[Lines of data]
● ● ● ● ● ● ●

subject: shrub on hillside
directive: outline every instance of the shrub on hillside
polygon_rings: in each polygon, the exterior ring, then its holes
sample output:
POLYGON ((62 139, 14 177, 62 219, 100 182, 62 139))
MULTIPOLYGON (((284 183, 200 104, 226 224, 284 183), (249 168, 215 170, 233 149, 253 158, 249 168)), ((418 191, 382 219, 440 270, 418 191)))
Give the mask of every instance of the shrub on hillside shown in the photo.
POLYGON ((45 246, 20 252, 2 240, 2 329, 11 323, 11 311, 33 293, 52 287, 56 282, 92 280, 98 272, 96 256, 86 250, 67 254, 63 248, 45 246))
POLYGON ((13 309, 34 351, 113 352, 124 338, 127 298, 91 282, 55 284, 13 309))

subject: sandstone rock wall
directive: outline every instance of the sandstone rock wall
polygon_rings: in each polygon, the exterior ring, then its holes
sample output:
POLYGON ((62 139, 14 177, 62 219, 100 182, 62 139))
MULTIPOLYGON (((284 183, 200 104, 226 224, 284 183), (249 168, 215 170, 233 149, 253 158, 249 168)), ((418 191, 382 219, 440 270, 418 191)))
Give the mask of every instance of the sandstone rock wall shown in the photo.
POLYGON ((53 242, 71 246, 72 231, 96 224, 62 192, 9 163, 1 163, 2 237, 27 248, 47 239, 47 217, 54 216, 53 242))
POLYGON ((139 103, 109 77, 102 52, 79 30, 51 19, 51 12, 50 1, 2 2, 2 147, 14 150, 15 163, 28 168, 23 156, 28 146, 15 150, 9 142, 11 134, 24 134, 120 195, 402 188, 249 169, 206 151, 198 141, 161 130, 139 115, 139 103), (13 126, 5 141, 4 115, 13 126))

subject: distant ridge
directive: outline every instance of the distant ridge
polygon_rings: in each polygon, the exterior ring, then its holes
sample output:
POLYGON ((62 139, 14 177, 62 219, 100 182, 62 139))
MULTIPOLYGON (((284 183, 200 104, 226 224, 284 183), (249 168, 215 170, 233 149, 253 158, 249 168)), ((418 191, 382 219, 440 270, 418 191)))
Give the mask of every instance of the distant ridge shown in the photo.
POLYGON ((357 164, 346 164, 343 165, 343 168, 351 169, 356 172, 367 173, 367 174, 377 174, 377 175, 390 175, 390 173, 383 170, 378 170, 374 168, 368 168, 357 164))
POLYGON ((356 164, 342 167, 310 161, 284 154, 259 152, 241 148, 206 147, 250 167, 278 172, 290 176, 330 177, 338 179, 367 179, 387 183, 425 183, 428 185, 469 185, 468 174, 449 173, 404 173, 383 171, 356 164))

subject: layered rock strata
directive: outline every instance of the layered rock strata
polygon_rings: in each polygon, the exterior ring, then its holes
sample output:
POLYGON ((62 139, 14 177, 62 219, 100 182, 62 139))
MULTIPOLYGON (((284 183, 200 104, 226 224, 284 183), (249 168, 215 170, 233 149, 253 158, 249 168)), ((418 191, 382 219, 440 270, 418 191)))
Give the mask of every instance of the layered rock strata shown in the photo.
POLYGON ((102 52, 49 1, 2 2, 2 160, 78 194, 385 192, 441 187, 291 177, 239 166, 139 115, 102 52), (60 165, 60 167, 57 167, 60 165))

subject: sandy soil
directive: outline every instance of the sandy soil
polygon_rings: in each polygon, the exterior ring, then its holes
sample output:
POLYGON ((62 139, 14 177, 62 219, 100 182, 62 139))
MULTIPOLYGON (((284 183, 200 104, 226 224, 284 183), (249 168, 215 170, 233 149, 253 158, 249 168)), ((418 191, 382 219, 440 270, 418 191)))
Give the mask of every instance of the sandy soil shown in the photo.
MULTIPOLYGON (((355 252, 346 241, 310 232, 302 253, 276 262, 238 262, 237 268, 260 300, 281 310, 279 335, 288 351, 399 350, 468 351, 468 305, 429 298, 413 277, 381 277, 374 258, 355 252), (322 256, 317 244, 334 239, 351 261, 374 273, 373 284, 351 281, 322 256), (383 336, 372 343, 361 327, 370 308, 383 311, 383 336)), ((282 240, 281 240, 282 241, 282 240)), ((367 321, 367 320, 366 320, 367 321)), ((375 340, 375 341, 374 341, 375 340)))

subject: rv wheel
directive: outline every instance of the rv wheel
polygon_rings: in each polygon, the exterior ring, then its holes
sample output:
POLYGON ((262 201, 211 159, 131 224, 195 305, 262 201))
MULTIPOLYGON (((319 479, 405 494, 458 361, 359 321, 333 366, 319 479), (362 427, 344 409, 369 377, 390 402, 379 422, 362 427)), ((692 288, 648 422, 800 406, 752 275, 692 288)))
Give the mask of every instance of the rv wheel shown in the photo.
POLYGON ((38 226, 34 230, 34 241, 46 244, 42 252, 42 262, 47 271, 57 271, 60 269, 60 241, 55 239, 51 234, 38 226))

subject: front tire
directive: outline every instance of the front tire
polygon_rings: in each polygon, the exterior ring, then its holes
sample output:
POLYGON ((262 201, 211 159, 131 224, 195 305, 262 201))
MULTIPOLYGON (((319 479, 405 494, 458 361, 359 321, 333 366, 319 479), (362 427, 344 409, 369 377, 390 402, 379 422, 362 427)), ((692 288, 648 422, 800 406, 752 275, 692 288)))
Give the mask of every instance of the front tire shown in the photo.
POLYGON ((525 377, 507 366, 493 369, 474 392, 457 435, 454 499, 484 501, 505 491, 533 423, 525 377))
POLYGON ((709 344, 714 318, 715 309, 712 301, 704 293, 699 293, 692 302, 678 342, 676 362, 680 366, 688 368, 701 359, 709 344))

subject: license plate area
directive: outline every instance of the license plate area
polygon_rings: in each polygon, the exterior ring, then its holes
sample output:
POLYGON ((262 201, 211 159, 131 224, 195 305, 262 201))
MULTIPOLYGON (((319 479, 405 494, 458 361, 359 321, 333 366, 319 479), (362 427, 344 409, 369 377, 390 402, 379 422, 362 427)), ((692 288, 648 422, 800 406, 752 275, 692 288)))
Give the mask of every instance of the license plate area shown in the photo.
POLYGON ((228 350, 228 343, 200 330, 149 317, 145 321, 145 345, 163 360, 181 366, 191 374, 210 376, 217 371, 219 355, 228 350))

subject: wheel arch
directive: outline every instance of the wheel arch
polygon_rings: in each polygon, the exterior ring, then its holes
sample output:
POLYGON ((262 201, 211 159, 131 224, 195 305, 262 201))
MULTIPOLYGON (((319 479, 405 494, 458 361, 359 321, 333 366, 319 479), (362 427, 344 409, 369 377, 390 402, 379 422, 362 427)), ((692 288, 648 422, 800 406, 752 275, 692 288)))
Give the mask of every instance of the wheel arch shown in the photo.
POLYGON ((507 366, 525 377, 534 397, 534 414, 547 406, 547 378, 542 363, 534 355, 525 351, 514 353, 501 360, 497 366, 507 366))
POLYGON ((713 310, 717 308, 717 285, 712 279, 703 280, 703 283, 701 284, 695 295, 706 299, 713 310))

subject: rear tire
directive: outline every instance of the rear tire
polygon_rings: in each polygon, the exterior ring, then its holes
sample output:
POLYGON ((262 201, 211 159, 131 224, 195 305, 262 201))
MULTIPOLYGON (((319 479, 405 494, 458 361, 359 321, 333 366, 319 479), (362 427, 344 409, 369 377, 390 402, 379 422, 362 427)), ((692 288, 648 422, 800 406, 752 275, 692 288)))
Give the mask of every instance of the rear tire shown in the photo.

● ● ● ● ● ● ●

Convert the items to a JSON list of strings, with one string per line and blank lines omitted.

■ **The result**:
[
  "subject: shrub on hillside",
  "directive: outline every instance of the shrub on hillside",
  "polygon_rings: in each polygon, the exterior ring, then its holes",
  "sample output:",
  "POLYGON ((62 139, 14 177, 62 219, 100 182, 62 139))",
  "MULTIPOLYGON (((284 183, 200 104, 226 224, 284 183), (249 168, 215 170, 233 149, 253 158, 249 168)), ((418 191, 382 219, 440 270, 418 191)))",
  "Give the mask of every instance of the shrub on hillside shown in the photo.",
  "POLYGON ((45 246, 20 252, 2 240, 2 329, 11 323, 11 311, 33 293, 52 287, 56 282, 92 280, 98 272, 96 256, 86 250, 67 254, 63 248, 45 246))",
  "POLYGON ((13 309, 34 351, 113 352, 124 338, 127 298, 91 282, 55 284, 13 309))",
  "subject: sandstone rock wall",
  "directive: outline every instance of the sandstone rock wall",
  "polygon_rings: in each polygon, the exterior ring, then its holes",
  "sample output:",
  "POLYGON ((62 139, 14 177, 62 219, 100 182, 62 139))",
  "MULTIPOLYGON (((284 183, 200 104, 226 224, 284 183), (249 168, 215 170, 233 149, 253 158, 249 168)), ((418 191, 382 219, 440 270, 418 191)))",
  "Give the mask of every instance of the sandstone rock wall shown in the photo.",
  "POLYGON ((53 242, 71 246, 72 231, 96 224, 62 192, 9 163, 1 163, 2 237, 27 248, 47 239, 47 217, 54 216, 53 242))",
  "POLYGON ((139 103, 109 77, 102 52, 79 30, 51 19, 51 12, 50 1, 2 2, 2 147, 14 150, 15 163, 28 168, 23 156, 28 146, 15 150, 9 142, 11 134, 24 134, 120 195, 402 188, 249 169, 206 151, 198 141, 161 130, 139 115, 139 103), (13 126, 5 141, 4 115, 13 126))",
  "subject: distant ridge",
  "directive: outline every instance of the distant ridge",
  "polygon_rings: in each polygon, the exterior ring, then its holes",
  "sample output:",
  "POLYGON ((62 139, 14 177, 62 219, 100 182, 62 139))",
  "MULTIPOLYGON (((284 183, 200 104, 226 224, 284 183), (249 168, 215 170, 233 149, 253 158, 249 168)), ((418 191, 382 219, 440 270, 418 191)))",
  "Give the mask of every instance of the distant ridge shown in the photo.",
  "POLYGON ((357 164, 346 164, 343 165, 343 168, 351 169, 356 172, 367 173, 367 174, 377 174, 377 175, 390 175, 390 173, 383 170, 378 170, 374 168, 368 168, 357 164))",
  "POLYGON ((356 164, 342 167, 310 161, 284 154, 259 152, 241 148, 206 147, 250 167, 278 172, 290 176, 330 177, 338 179, 367 179, 387 183, 425 183, 428 185, 469 185, 468 174, 449 173, 404 173, 383 171, 356 164))",
  "subject: layered rock strata",
  "directive: outline every instance of the layered rock strata",
  "polygon_rings: in each polygon, the exterior ring, then its holes",
  "sample output:",
  "POLYGON ((62 139, 14 177, 62 219, 100 182, 62 139))",
  "MULTIPOLYGON (((284 183, 200 104, 226 224, 284 183), (249 168, 215 170, 233 149, 253 158, 249 168)), ((418 191, 382 219, 440 270, 418 191)))",
  "Give the mask of every instance of the layered rock strata shown in the photo.",
  "POLYGON ((102 52, 49 1, 2 2, 2 160, 78 194, 385 192, 441 187, 291 177, 239 166, 139 115, 102 52), (60 165, 60 167, 57 167, 60 165))",
  "subject: sandy soil",
  "directive: outline every instance of the sandy soil",
  "polygon_rings: in each polygon, the exterior ring, then its holes",
  "sample output:",
  "POLYGON ((62 139, 14 177, 62 219, 100 182, 62 139))",
  "MULTIPOLYGON (((284 183, 200 104, 226 224, 284 183), (249 168, 215 170, 233 149, 253 158, 249 168)), ((418 191, 382 219, 440 270, 418 191)))",
  "Give the mask of every instance of the sandy soil shown in the photo.",
  "MULTIPOLYGON (((355 252, 346 241, 310 232, 302 253, 276 262, 238 262, 237 268, 260 300, 281 310, 279 335, 288 351, 399 350, 468 351, 468 305, 429 298, 413 277, 381 277, 374 258, 355 252), (322 256, 317 244, 334 239, 351 261, 374 273, 373 284, 351 281, 322 256), (383 336, 372 343, 361 327, 370 308, 383 311, 383 336)), ((282 240, 281 240, 282 241, 282 240)), ((367 321, 367 320, 366 320, 367 321)), ((375 340, 375 341, 374 341, 375 340)))",
  "subject: rv wheel",
  "directive: outline every instance of the rv wheel",
  "polygon_rings: in each polygon, the exterior ring, then its holes",
  "sample output:",
  "POLYGON ((262 201, 211 159, 131 224, 195 305, 262 201))",
  "MULTIPOLYGON (((319 479, 405 494, 458 361, 359 321, 333 366, 319 479), (362 427, 344 409, 369 377, 390 402, 379 422, 362 427)), ((692 288, 648 422, 800 406, 752 275, 692 288)))",
  "Give the mask of every instance of the rv wheel shown in the photo.",
  "POLYGON ((38 226, 34 230, 34 241, 46 244, 42 252, 42 262, 47 271, 57 271, 60 269, 60 241, 55 239, 51 234, 38 226))",
  "subject: front tire",
  "directive: outline every instance of the front tire",
  "polygon_rings: in each polygon, the exterior ring, then its holes",
  "sample output:",
  "POLYGON ((262 201, 211 159, 131 224, 195 305, 262 201))",
  "MULTIPOLYGON (((319 479, 405 494, 458 361, 359 321, 333 366, 319 479), (362 427, 344 409, 369 377, 390 402, 379 422, 362 427)), ((692 288, 648 422, 800 406, 752 275, 692 288)))",
  "Give the mask of every instance of the front tire shown in the photo.",
  "POLYGON ((525 377, 507 366, 493 369, 474 392, 457 435, 454 499, 484 501, 505 491, 533 423, 525 377))",
  "POLYGON ((709 344, 714 318, 715 309, 712 301, 704 293, 699 293, 692 302, 678 342, 676 362, 680 366, 688 368, 701 359, 709 344))",
  "subject: license plate area",
  "directive: outline every instance of the license plate area",
  "polygon_rings: in each polygon, the exterior ring, then its holes",
  "sample output:",
  "POLYGON ((262 201, 211 159, 131 224, 195 305, 262 201))",
  "MULTIPOLYGON (((319 479, 405 494, 458 361, 359 321, 333 366, 319 479), (362 427, 344 409, 369 377, 390 402, 379 422, 362 427)), ((692 288, 648 422, 800 406, 752 275, 692 288)))",
  "Give the mask of every instance of the license plate area shown in the photo.",
  "POLYGON ((228 350, 228 343, 200 330, 149 317, 145 321, 145 345, 163 360, 181 366, 191 374, 210 376, 217 371, 219 355, 228 350))",
  "subject: wheel arch",
  "directive: outline every instance of the wheel arch",
  "polygon_rings: in each polygon, the exterior ring, then its holes",
  "sample output:",
  "POLYGON ((262 201, 211 159, 131 224, 195 305, 262 201))",
  "MULTIPOLYGON (((319 479, 405 494, 458 361, 359 321, 333 366, 319 479), (362 427, 344 409, 369 377, 390 402, 379 422, 362 427)), ((692 288, 648 422, 800 406, 752 275, 692 288)))",
  "Give the mask of every instance of the wheel arch shown in the photo.",
  "POLYGON ((507 366, 525 377, 534 397, 534 414, 547 406, 547 378, 542 363, 534 355, 525 351, 514 353, 501 360, 497 366, 507 366))",
  "POLYGON ((713 310, 717 308, 717 285, 712 279, 703 280, 703 283, 701 284, 695 295, 706 299, 713 310))",
  "subject: rear tire",
  "directive: outline every instance of the rear tire",
  "polygon_rings: in each polygon, the exterior ring, then its holes",
  "sample output:",
  "POLYGON ((262 201, 211 159, 131 224, 195 305, 262 201))",
  "MULTIPOLYGON (((319 479, 405 494, 458 361, 359 321, 333 366, 319 479), (362 427, 344 409, 369 377, 390 402, 379 422, 362 427)), ((692 288, 648 422, 800 406, 752 275, 692 288)))",
  "Give the mask of every instance of the rear tire shown in the photo."
]